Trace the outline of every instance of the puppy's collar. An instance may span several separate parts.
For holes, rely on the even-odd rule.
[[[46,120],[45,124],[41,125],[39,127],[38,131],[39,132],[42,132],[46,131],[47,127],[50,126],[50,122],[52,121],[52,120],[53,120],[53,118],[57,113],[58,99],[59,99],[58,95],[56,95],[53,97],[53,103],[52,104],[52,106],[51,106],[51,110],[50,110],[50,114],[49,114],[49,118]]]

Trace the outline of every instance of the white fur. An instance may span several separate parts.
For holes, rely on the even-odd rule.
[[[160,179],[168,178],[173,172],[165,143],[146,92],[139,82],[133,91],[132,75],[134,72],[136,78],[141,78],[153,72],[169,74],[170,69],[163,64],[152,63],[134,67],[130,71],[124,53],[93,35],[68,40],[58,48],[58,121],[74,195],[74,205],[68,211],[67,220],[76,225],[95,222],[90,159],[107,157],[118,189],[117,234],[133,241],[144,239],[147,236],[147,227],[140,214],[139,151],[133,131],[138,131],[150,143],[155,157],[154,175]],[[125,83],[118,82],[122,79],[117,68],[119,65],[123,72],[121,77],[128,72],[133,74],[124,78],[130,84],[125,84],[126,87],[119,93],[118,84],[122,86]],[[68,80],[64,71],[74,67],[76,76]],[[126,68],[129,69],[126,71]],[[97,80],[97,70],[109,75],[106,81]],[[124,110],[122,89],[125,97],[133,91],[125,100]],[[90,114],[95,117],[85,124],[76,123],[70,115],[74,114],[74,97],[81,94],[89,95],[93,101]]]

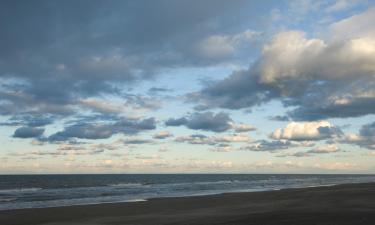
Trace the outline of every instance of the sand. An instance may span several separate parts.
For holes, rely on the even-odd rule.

_____

* **EXERCISE INSTRUCTIONS**
Put every line of the data above into a Markdown table with the columns Row and Line, numbering the rows and skipping blank lines. Leave the pictures out of the table.

* **ANSWER FOR THIS EXERCISE**
| Row | Line |
|---|---|
| 1 | Trace the outline of every instance of the puppy's collar. An instance may span several separate parts. |
| 2 | For holes, rely on the even-odd rule. |
| 3 | [[[46,120],[45,124],[41,125],[39,127],[38,131],[39,132],[42,132],[46,131],[47,127],[50,126],[50,122],[52,121],[52,120],[53,120],[53,118],[57,113],[58,99],[59,99],[58,95],[56,95],[53,97],[53,103],[52,104],[52,106],[51,106],[51,110],[50,110],[50,114],[49,114],[49,118]]] |
| 4 | Trace the outline of every instance of the white fur. An instance may span several separate parts. |
| 5 | For holes, rely on the even-odd rule. |
| 6 | [[[160,179],[168,178],[173,172],[165,143],[146,92],[139,82],[133,91],[132,75],[134,72],[136,78],[141,78],[153,72],[169,74],[170,69],[163,64],[152,63],[134,67],[130,71],[124,53],[93,35],[68,40],[58,48],[58,121],[74,195],[74,205],[68,211],[67,220],[76,225],[95,222],[90,159],[107,157],[118,189],[117,234],[133,241],[144,239],[147,236],[147,227],[140,214],[139,151],[133,131],[138,131],[150,143],[155,157],[154,175]],[[125,83],[118,82],[122,79],[117,68],[119,65],[123,72],[121,77],[128,72],[133,74],[124,78],[130,84],[125,84],[126,87],[119,93],[118,84],[122,86]],[[68,80],[64,71],[74,67],[76,76]],[[126,68],[129,69],[126,71]],[[97,80],[97,70],[109,75],[106,81]],[[124,110],[122,89],[125,97],[133,91],[125,100]],[[90,114],[95,117],[85,124],[76,123],[70,115],[74,114],[74,97],[81,94],[89,95],[93,101]]] |
| 7 | Trace the outline of every instance of the sand. An instance may span several separate parts. |
| 8 | For holes, rely on the even-odd rule. |